What is asked » Look at the entries below and reproduce them exactly.

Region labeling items
::::

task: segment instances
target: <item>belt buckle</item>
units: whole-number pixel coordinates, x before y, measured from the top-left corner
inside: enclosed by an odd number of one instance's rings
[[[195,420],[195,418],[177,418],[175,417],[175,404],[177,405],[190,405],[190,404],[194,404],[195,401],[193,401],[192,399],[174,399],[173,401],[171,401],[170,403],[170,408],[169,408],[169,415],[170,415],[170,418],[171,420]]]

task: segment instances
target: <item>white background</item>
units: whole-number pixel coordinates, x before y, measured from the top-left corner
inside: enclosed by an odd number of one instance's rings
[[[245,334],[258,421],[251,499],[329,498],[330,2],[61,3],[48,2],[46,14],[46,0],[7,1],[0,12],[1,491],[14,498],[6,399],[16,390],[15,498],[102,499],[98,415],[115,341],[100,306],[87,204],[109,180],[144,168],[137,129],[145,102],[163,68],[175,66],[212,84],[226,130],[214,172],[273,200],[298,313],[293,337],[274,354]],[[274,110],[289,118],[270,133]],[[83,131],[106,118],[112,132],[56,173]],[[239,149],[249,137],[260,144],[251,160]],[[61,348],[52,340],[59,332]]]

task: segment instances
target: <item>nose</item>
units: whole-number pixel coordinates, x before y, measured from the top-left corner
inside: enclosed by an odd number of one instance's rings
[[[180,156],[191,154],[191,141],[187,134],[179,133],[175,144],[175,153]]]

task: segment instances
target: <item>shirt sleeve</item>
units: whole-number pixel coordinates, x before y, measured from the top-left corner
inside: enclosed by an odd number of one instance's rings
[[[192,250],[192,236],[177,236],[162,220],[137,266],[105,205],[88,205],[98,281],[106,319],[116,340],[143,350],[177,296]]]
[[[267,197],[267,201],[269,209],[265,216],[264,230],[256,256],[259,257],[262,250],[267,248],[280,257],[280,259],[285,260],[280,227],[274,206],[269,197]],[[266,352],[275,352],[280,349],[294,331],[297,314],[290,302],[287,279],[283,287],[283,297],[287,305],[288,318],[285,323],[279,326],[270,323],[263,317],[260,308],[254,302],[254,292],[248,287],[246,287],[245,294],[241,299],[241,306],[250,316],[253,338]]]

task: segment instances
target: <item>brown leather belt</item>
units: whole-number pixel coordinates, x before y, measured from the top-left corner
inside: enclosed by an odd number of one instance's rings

::::

Written solution »
task: segment instances
target: <item>belt buckle</item>
units: whole-number pixel coordinates, x before y, measured from the top-left corner
inside: enclosed by an odd number of one instance's rings
[[[195,420],[195,418],[177,418],[175,417],[175,404],[177,405],[190,405],[190,404],[194,404],[195,401],[193,401],[192,399],[174,399],[173,401],[171,401],[170,403],[170,408],[169,408],[169,415],[170,415],[170,418],[171,420]]]

task: segment instances
target: <item>white background</item>
units: whole-number pixel coordinates, x before y, measured from the top-left corner
inside: enclosed by an odd number of one instance's rings
[[[245,334],[258,421],[251,499],[329,498],[330,2],[61,3],[48,2],[46,14],[46,0],[7,1],[0,12],[1,491],[14,498],[6,399],[16,390],[15,498],[102,499],[98,415],[115,341],[100,306],[87,204],[109,180],[144,168],[137,129],[145,102],[163,68],[175,66],[212,84],[226,130],[214,172],[273,200],[298,313],[293,337],[274,354]],[[274,110],[289,118],[270,133]],[[83,131],[106,118],[112,132],[56,173]],[[239,149],[249,137],[260,144],[251,160]],[[61,348],[52,340],[59,332]]]

task: segment instances
target: <item>nose</item>
units: whole-number pixel coordinates, x before y, measured from the top-left corner
inside: enclosed by an odd number of one instance's rings
[[[180,156],[191,154],[191,141],[187,134],[179,133],[175,144],[175,153]]]

task: segment instances
target: <item>shirt sleeve</item>
units: whole-number pixel coordinates, x before y, measured from the top-left corner
inside: enclosed by an odd number of one instance's rings
[[[192,250],[192,236],[177,236],[162,220],[137,266],[105,205],[88,205],[98,281],[106,319],[116,340],[143,350],[177,296]]]
[[[267,197],[267,201],[269,209],[265,216],[264,230],[256,256],[259,257],[262,250],[267,248],[280,257],[280,259],[285,260],[280,227],[274,206],[269,197]],[[266,352],[275,352],[280,349],[294,331],[297,314],[290,302],[287,279],[283,287],[283,297],[287,305],[288,318],[285,323],[279,326],[270,323],[263,317],[260,308],[254,302],[254,292],[248,287],[246,287],[245,294],[241,299],[241,306],[250,316],[253,338]]]

task: segment instances
target: <item>brown leather belt</item>
units: whole-number pixel coordinates, x before y, measured from the top-left corner
inside: enclosed by an odd number of one instance's rings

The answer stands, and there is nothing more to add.